TEXT SECTION
<<<<

The propeller that you see on the cabin wall to the upper right is not only an item of decor and conversation, it is our actual back up propeller.

For the last few years, we’ve lived in our sailboat in the winter and spring, starting out in Florida and cruising through the Abacos in the Bahamas. Well, we’re now back on the boat…in our “happy place”…

It’s compact living to be sure, but we love the simple lifestyle and freedom. You can see more pictures of Windsong II, our sailboat, here. It’s a Hunter 356, which is just short of 36 feet long.

As Bob has put it: “Windsong II is so much more than our winter home. She connects us to mother nature. With her we can see, hear and feel the wind, the waves, the tide changing, and wonder at the number of stars so bright from our bed at night.We watch the sunrise and the sunset from her cockpit. On her you can feel very small and full of awe. The wind can move her along so quietly — you can tell she loves it when the engine stops and the sails are full.  She takes care of us in bad weather. She is our mother ship — she allows us to swim in the clearest water, explore and photograph remote beaches, shorelines and settlements in her tender. She is just big enough we can have friends visit to share these experiences with us — what could be better than that? And those are just a few of the reasons we love her…”

>>>>

REQUESTS
- 1) Reproduce the portion of the sailboat passage starting with "The propeller that" and going on through "36 feet long.".
- 2) What model of boat is Windsong II, according to the sailboat passage?
The material after this passage stands on its own and is unrelated to it.

RECORDED INFORMATION
<<<<

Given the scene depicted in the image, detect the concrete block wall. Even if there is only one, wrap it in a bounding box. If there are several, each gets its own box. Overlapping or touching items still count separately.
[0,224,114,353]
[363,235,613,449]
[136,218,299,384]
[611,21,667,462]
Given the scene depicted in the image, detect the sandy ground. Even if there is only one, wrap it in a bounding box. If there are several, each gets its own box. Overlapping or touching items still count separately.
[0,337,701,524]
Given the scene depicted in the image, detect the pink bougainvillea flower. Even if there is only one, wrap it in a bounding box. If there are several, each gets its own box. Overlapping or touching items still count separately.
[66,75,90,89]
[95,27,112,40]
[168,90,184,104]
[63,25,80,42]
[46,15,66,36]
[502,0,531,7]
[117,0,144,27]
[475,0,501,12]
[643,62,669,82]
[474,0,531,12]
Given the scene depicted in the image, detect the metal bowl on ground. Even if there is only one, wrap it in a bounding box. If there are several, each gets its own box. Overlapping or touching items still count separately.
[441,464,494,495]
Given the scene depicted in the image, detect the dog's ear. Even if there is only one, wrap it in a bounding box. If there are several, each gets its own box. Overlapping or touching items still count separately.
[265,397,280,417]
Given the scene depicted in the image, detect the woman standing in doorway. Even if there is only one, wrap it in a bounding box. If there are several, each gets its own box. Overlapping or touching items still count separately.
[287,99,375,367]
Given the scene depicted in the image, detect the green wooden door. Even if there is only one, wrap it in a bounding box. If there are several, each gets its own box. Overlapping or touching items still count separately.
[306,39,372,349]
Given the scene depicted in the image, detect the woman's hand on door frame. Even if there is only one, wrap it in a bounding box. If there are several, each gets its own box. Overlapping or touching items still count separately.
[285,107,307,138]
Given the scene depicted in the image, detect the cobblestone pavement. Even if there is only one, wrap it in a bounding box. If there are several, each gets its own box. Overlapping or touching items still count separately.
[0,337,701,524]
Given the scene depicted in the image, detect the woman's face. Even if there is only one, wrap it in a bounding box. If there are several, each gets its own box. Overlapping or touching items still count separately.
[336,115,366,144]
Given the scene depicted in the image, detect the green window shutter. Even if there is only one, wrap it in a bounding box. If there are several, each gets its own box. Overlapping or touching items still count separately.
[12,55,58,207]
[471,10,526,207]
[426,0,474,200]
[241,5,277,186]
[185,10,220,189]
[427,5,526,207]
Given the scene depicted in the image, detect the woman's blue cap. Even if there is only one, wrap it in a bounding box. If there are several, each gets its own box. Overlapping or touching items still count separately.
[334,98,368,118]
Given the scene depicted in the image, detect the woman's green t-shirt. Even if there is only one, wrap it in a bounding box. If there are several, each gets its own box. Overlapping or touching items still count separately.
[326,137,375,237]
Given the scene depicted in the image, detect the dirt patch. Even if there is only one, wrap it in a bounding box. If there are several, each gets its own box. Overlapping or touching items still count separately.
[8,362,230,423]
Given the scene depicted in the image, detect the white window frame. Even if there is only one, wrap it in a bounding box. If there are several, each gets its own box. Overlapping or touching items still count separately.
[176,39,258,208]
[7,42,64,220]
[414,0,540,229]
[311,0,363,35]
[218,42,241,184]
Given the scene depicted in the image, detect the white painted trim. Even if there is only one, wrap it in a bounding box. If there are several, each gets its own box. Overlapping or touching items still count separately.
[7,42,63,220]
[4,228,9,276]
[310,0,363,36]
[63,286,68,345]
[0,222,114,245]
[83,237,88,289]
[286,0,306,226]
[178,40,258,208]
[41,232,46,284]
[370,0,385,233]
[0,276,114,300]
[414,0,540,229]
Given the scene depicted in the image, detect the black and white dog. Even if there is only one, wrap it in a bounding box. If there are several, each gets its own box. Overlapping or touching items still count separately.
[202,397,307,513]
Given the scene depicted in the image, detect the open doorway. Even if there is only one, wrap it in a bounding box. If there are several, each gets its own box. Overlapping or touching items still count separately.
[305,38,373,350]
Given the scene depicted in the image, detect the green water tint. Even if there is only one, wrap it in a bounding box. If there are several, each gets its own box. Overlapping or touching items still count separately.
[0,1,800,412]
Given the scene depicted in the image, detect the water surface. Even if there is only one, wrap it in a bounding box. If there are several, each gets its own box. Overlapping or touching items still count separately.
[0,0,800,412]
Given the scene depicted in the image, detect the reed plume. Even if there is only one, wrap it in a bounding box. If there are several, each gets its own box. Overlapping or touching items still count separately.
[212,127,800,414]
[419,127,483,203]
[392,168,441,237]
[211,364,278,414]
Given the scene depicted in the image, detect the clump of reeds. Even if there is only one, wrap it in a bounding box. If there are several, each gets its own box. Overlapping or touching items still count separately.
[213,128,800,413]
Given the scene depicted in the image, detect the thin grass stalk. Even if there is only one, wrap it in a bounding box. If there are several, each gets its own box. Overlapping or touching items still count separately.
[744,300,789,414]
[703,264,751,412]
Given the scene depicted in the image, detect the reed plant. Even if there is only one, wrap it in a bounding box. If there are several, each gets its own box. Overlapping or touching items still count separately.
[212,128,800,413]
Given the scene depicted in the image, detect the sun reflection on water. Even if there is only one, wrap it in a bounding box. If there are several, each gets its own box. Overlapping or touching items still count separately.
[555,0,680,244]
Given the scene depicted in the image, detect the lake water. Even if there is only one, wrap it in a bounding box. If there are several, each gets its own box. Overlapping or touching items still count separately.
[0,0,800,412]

>>>>

ANSWERS TO EACH TASK
- 1)
The propeller that you see on the cabin wall to the upper right is not only an item of decor and conversation, it is our actual back up propeller.

For the last few years, we’ve lived in our sailboat in the winter and spring, starting out in Florida and cruising through the Abacos in the Bahamas. Well, we’re now back on the boat…in our “happy place”…

It’s compact living to be sure, but we love the simple lifestyle and freedom. You can see more pictures of Windsong II, our sailboat, here. It’s a Hunter 356, which is just short of 36 feet long.

- 2) A Hunter 356.